*Objectives:*
• 1. In the notebook excerpt, what does the code cell under "# Compute MAP and ML solutions" do, and how do the two computations differ?
• 2. Print the records verbatim, beginning at the start of the records and ending with the line that contains "pixel 182 125".
***** Page extract
Draw the evolution of the function

In [None]:
fig, ax = plt.subplots()
ax.plot(X[0:1, :], y.T, "ro")
x_vals = np.arange(0, 1, 0.001)
ax.plot(x_vals, phi_t_all[0, 0] * x_vals + phi_t_all[1, 0], "r-", label="t=0.00")
ax.plot(x_vals, phi_t_all[0, 10] * x_vals + phi_t_all[1, 10], "g-", label="t=0.10")
ax.plot(x_vals, phi_t_all[0, 30] * x_vals + phi_t_all[1, 30], "b-", label="t=0.30")
ax.plot(x_vals, phi_t_all[0, 200] * x_vals + phi_t_all[1, 200], "c-", label="t=2.00")
ax.plot(x_vals, phi_t_all[0, 1999] * x_vals + phi_t_all[1, 1999], "y-", label="t=20.0")
ax.set_xlim([0, 1])
ax.set_ylim([-0.5, 0.5])
ax.set_xlabel("x")
ax.set_ylabel("y")
plt.legend(loc="upper left")
plt.show()

In [None]:
# Compute MAP and ML solutions
MLParams = np.linalg.inv(X @ X.T) @ X @ y
sigma_sq_p = 3.0
sigma_sq = 0.05
MAPParams = (
    np.linalg.inv(X @ X.T + np.identity(X.shape[0]) * sigma_sq / sigma_sq_p) @ X @ y
)

Finally, we predict both the mean and the uncertainty in the fitted model as a function of time

In [None]:
# Define x positions to make predictions (appending a 1 to each column)
**********
***** Supplied records
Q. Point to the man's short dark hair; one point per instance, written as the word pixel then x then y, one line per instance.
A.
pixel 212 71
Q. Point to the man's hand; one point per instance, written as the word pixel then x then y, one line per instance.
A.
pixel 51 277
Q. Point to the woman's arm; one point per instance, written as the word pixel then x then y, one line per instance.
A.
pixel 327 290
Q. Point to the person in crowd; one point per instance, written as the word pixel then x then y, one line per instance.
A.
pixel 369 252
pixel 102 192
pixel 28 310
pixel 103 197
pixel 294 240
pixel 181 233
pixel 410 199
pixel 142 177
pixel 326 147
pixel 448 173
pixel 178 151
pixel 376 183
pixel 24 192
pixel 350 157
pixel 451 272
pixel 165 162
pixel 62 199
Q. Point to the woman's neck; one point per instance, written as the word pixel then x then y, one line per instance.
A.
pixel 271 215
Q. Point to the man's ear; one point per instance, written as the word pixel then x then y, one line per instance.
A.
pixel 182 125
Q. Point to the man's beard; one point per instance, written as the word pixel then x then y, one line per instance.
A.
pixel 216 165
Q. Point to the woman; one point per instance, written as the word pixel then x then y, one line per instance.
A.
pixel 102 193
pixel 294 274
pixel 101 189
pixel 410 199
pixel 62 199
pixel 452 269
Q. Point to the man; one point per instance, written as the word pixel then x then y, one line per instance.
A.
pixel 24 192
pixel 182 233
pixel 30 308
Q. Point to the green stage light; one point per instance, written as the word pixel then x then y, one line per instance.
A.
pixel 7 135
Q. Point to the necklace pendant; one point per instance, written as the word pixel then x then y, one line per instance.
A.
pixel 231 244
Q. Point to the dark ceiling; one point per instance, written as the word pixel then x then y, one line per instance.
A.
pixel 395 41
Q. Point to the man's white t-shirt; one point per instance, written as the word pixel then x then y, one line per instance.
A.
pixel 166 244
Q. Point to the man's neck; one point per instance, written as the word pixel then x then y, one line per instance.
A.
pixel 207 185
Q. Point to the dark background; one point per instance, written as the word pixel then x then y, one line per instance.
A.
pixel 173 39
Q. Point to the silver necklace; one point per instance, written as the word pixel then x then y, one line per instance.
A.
**********
*Exercise results:*
• 1. As its comment states, the cell computes the MAP and ML solutions. The ML parameters are the inverse of X @ X.T, multiplied by X @ y. The MAP parameters use the same formula, except that before inverting, it adds to X @ X.T an identity matrix scaled by sigma_sq / sigma_sq_p, which is 0.05 / 3.0.

• 2.
Q. Point to the man's short dark hair; one point per instance, written as the word pixel then x then y, one line per instance.
A.
pixel 212 71
Q. Point to the man's hand; one point per instance, written as the word pixel then x then y, one line per instance.
A.
pixel 51 277
Q. Point to the woman's arm; one point per instance, written as the word pixel then x then y, one line per instance.
A.
pixel 327 290
Q. Point to the person in crowd; one point per instance, written as the word pixel then x then y, one line per instance.
A.
pixel 369 252
pixel 102 192
pixel 28 310
pixel 103 197
pixel 294 240
pixel 181 233
pixel 410 199
pixel 142 177
pixel 326 147
pixel 448 173
pixel 178 151
pixel 376 183
pixel 24 192
pixel 350 157
pixel 451 272
pixel 165 162
pixel 62 199
Q. Point to the woman's neck; one point per instance, written as the word pixel then x then y, one line per instance.
A.
pixel 271 215
Q. Point to the man's ear; one point per instance, written as the word pixel then x then y, one line per instance.
A.
pixel 182 125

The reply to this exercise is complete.